Written request: Continue the text below on changing DHCP service options, beginning right after its last sentence.

Text section:

━━━━━━━━

You can change values for some additional features of the DHCP service, which might not have been offered during the initial configuration with DHCP Manager. To change service options, you can use the Modify Service Options dialog box in DHCP Manager. Or you can specify options with the dhcpconfig command.

The following task map shows the tasks related to service options and the procedures to use.

Task

Description

For Instructions

Change logging options.

Enable or disable logging, and select a syslog facility to use for logging DHCP transactions.

How to Generate Verbose DHCP Log Messages (DHCP Manager)

How to Generate Verbose DHCP Log Messages (Command Line)

How to Enable and Disable DHCP Transaction Logging (DHCP Manager)

How to Enable and Disable DHCP Transaction Logging (Command Line)

How to Log DHCP Transactions to a Separate syslog File

Change DNS update options.

Enable or disable server's capability to dynamically add DNS entries for clients that supply a host name. Determine the maximum time the server should spend attempting to update DNS.

How to Enable Dynamic DNS Updating for DHCP Clients

Enable or disable duplicate IP address detection.

Enable or disable the DHCP server's capability to determine that an IP address is not already in use before offering the address to a client.

How to Customize DHCP Performance Options (DHCP Manager)

How to Customize DHCP Performance Options (Command Line)

Change options for the DHCP server's reading of configuration information.

Enable or disable the automatic reading of dhcptab at specified intervals, or change the interval between reads.

How to Customize DHCP Performance Options (DHCP Manager)

How to Customize DHCP Performance Options (Command Line)

Change the number of relay agent hops.

Increase or decrease the number of networks a request can travel through before being dropped by the DHCP daemon.

How to Customize DHCP Performance Options (DHCP Manager)

How to Customize DHCP Performance Options (Command Line)

Change the length of time an IP address offer is cached.

Increase or decrease the number of seconds that the DHCP service reserves an offered IP address before offering the address to a new client.

How to Customize DHCP Performance Options (DHCP Manager)

How to Customize DHCP Performance Options (Command Line)

The following figure shows DHCP Manager's Modify Service Options dialog box.

Figure 15-3 Modify Service Options Dialog Box in DHCP Manager
Dialog box shows the Options tab with many options fields and check boxes. The context describes the purpose of the dialog box.

━━━━━━━━

Information provided:
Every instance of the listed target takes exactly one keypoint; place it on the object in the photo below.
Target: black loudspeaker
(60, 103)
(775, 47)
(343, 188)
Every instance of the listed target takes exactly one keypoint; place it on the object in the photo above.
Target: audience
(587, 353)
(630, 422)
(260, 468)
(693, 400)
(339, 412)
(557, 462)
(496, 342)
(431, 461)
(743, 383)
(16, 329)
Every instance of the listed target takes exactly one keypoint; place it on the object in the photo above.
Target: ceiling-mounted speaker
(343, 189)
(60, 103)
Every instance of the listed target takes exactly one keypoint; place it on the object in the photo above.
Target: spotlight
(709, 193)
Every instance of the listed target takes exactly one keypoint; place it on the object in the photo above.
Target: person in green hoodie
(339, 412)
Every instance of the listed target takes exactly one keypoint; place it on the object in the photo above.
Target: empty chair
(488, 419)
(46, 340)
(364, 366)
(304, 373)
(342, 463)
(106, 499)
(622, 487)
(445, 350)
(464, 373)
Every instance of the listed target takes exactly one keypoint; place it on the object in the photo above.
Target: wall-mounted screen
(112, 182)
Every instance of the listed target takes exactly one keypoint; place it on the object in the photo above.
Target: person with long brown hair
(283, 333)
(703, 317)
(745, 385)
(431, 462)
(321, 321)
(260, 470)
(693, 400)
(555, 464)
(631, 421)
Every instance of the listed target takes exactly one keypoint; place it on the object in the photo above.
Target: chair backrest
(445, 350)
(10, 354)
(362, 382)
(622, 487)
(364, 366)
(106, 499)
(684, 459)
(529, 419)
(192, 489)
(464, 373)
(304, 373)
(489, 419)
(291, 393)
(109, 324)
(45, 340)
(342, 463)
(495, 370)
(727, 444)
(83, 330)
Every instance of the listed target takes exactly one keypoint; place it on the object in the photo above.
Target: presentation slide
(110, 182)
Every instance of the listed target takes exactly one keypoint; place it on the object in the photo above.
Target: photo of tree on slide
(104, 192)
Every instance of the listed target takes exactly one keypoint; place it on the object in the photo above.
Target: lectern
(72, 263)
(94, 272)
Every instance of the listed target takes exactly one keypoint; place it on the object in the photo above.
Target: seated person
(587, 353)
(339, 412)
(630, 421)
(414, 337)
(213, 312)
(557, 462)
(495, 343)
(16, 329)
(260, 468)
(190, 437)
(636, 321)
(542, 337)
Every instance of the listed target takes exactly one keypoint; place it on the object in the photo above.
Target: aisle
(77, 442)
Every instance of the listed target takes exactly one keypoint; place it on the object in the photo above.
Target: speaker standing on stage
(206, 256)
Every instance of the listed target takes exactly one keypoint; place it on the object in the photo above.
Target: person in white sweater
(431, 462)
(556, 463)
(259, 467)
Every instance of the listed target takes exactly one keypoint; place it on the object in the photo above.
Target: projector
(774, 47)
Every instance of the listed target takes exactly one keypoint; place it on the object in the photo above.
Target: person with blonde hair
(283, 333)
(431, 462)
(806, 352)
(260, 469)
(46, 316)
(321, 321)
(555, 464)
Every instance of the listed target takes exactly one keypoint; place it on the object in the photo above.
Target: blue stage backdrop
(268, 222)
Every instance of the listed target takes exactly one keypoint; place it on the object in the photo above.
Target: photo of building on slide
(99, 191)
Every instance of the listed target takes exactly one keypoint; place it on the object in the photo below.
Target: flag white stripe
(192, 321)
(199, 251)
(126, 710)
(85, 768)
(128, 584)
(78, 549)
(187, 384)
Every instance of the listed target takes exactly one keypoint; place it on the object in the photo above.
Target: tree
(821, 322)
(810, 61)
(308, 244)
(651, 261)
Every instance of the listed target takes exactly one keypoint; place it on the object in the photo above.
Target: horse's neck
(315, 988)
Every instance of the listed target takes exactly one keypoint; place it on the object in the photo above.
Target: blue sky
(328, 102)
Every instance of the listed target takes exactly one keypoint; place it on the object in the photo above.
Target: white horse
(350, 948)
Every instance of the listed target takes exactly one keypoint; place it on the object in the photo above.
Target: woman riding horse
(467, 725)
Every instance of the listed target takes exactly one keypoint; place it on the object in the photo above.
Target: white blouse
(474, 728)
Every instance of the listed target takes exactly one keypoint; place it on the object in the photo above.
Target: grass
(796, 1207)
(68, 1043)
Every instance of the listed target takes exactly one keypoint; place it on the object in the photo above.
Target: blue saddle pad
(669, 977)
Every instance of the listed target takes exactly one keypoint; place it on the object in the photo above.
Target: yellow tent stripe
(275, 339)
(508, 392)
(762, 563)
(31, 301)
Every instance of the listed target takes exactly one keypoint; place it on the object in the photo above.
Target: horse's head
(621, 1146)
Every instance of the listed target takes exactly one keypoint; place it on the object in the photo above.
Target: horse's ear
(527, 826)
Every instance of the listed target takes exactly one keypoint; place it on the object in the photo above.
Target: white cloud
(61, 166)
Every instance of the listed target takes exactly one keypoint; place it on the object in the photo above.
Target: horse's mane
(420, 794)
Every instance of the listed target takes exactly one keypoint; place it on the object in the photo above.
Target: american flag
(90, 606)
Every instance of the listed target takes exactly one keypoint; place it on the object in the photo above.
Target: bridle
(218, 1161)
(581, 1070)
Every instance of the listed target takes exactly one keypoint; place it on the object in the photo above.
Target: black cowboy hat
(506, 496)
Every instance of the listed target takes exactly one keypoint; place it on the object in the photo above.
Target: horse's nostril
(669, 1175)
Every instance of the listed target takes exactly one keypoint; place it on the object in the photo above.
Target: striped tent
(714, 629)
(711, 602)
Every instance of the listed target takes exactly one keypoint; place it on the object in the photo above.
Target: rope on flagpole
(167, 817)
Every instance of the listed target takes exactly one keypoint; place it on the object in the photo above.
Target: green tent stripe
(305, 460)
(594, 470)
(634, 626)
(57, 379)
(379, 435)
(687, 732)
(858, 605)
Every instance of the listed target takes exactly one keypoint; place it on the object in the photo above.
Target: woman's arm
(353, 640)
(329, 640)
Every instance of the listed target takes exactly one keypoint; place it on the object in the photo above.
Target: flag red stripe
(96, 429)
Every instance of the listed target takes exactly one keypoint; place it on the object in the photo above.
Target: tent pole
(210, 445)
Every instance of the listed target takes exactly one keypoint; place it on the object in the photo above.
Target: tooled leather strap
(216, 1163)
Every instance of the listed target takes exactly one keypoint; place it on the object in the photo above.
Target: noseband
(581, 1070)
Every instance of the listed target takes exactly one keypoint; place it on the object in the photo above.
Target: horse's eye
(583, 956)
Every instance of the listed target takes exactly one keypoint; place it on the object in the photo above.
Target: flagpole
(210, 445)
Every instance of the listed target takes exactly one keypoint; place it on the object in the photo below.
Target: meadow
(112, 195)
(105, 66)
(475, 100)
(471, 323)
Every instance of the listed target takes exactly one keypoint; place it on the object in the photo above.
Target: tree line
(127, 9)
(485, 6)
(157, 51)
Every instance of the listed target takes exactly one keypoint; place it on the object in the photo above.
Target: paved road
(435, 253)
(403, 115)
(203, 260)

━━━━━━━━

Result of this exercise:
Changing DHCP Logging Options

The DHCP service can log DHCP service messages and DHCP transactions to syslog. See the syslogd(1M) and syslog.conf(4) man pages for more information about syslog.

DHCP service messages logged to syslog include the following:

  • Error messages, which notify you of conditions that prevent the DHCP service from fulfilling a request by a client or by you.

  • Warnings and notices, which notify you of conditions that are abnormal, but do not prevent the DHCP service from fulfilling a request.

You can increase the amount of information that is reported by using the verbose option for the DHCP daemon. Verbose message output can help you troubleshoot DHCP problems. See How to Generate Verbose DHCP Log Messages (DHCP Manager).

Another useful troubleshooting technique is transaction logging. Transactions provide information about every interchange between a DHCP server or BOOTP relay and clients. DHCP transactions include the following message types:

  • ASSIGN – IP address assignment

  • ACK – Server acknowledges that the client accepts the offered IP address, and sends configuration parameters

  • EXTEND – Lease extension

  • RELEASE – IP address release

  • DECLINE – Client is declining address assignment

  • INFORM – Client is requesting network configuration parameters but not an IP address

  • NAK – Server does not acknowledge a client's request to use a previously used IP address

  • ICMP_ECHO – Server detects potential IP address is already in use by another host

BOOTP relay transactions include the following message types:

  • RELAY-CLNT – Message is being relayed from the DHCP client to a DHCP server

  • RELAY–SRVR – Message is being relayed from the DHCP server to the DHCP client

DHCP transaction logging is disabled by default. When enabled, DHCP transaction logging uses the local0 facility in syslog by default. DHCP transaction messages are generated with a syslog severity level of notice. This security level causes DHCP transactions to be logged to the file where other system notices are logged. However, because the local facility is used, the DHCP transaction messages can be logged separately from other notices. To log the transaction messages separately, you must edit the syslog.conf file to specify a separate log file. See the syslog.conf(4) man page for more information about the syslog.conf file.

You can disable or enable transaction logging, and you can specify a different syslog facility, from local0 through local7, as explained in How to Enable and Disable DHCP Transaction Logging (DHCP Manager). In the server system's syslog.conf file, you can also instruct syslogd to store the DHCP transaction messages in a separate file. See How to Log DHCP Transactions to a Separate syslog File for more information.

How to Generate Verbose DHCP Log Messages (DHCP Manager)

  1. In DHCP Manager, choose Modify from the Service menu.

    See How to Start and Stop DHCP Manager for information about DHCP Manager.

    The Modify Service Options dialog box opens and displays the Options tab. See Figure 15-3.

  2. Select Verbose Log Messages.
  3. Select Restart Server.

    The Restart Server option is near the bottom of the dialog box.

  4. Click OK.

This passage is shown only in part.